▶ **Problem description**:
Each entry must be reproduced precisely as it stands.

▶ **Excerpted data**:

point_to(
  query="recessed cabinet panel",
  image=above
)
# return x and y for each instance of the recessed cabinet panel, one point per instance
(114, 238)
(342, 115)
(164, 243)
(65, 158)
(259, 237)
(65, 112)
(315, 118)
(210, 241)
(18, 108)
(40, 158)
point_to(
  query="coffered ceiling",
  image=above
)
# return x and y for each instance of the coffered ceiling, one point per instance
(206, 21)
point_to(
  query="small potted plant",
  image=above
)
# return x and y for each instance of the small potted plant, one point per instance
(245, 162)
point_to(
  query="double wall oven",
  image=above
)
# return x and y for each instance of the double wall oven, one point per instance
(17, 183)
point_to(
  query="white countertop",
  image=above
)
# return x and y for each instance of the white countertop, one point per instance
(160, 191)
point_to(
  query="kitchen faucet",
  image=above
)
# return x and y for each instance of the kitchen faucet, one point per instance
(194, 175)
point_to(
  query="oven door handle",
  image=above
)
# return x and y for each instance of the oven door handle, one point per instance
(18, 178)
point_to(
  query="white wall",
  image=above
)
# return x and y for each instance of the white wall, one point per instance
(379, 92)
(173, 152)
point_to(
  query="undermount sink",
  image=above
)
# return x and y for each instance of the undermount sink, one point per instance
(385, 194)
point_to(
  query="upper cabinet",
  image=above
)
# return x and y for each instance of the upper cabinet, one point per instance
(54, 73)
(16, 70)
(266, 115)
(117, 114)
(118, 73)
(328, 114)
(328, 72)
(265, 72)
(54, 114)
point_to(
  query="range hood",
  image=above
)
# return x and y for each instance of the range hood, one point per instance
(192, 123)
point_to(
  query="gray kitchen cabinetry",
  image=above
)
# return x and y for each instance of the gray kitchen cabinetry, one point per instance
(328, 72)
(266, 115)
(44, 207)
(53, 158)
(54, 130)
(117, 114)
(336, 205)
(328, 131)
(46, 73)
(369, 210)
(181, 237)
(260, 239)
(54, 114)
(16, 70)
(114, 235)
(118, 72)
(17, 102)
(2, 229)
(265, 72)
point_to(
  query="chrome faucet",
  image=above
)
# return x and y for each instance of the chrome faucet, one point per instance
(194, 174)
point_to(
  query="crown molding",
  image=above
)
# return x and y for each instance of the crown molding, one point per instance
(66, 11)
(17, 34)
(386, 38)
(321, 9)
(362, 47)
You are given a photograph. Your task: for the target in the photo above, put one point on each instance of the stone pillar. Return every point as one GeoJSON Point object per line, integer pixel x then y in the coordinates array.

▶ **Output of the task**:
point_to(
  query="recessed cabinet panel",
  image=above
)
# return x and y for each instance of the recessed cabinet panel, one point per instance
(114, 238)
(342, 115)
(164, 243)
(65, 158)
(259, 237)
(65, 112)
(315, 118)
(210, 241)
(18, 108)
(40, 158)
point_to(
  query="coffered ceiling",
  image=above
)
# return x and y for each instance of the coffered ceiling, one point per instance
(206, 21)
point_to(
  query="small potted plant",
  image=above
)
# return x and y for each instance of the small potted plant, one point per instance
(245, 162)
point_to(
  query="double wall oven",
  image=above
)
# return x and y for each instance of the double wall oven, one point per instance
(17, 183)
point_to(
  query="white countertop",
  image=above
)
# return x and y for each instance of the white countertop, one point per instance
(160, 191)
point_to(
  query="kitchen faucet",
  image=above
)
# return x and y for each instance of the kitchen faucet, one point per instance
(194, 175)
point_to(
  query="oven door handle",
  image=above
)
# return x and y for each instance of the oven door handle, one point per instance
(18, 178)
point_to(
  query="white wall",
  image=above
)
# return x and y for each instance of the white wall, one point per instance
(379, 92)
(173, 152)
point_to(
  query="undermount sink",
  image=above
)
# return x and y for each instance of the undermount sink, one point per instance
(385, 194)
point_to(
  query="upper cabinet",
  image=above
)
# return x and y for each instance of the upper cabinet, one point per instance
(54, 73)
(16, 70)
(266, 115)
(117, 114)
(118, 73)
(328, 114)
(328, 72)
(265, 72)
(54, 114)
point_to(
  query="range hood",
  image=above
)
# return x and y for each instance of the range hood, one point per instance
(192, 123)
point_to(
  query="gray kitchen cabinetry",
  image=above
)
# return x and y for each instance of the gray kitchen cabinetry, one point per instance
(328, 72)
(266, 115)
(44, 207)
(53, 158)
(54, 130)
(117, 114)
(336, 205)
(328, 131)
(46, 73)
(369, 210)
(181, 237)
(260, 239)
(54, 114)
(16, 70)
(114, 235)
(118, 72)
(17, 102)
(2, 229)
(265, 72)
point_to(
  query="chrome faucet",
  image=above
)
# return x and y for each instance of the chrome faucet, one point per instance
(194, 174)
point_to(
  query="crown molding",
  image=above
)
# return x and y for each instance of the crown molding, one point per instance
(66, 11)
(17, 34)
(386, 38)
(321, 9)
(362, 47)
You are given a photograph. Your task: for the target in the photo above, put one point on each instance of the stone pillar. Return every point as one GeoJSON Point object per line, integer pixel x then y in the coordinates array.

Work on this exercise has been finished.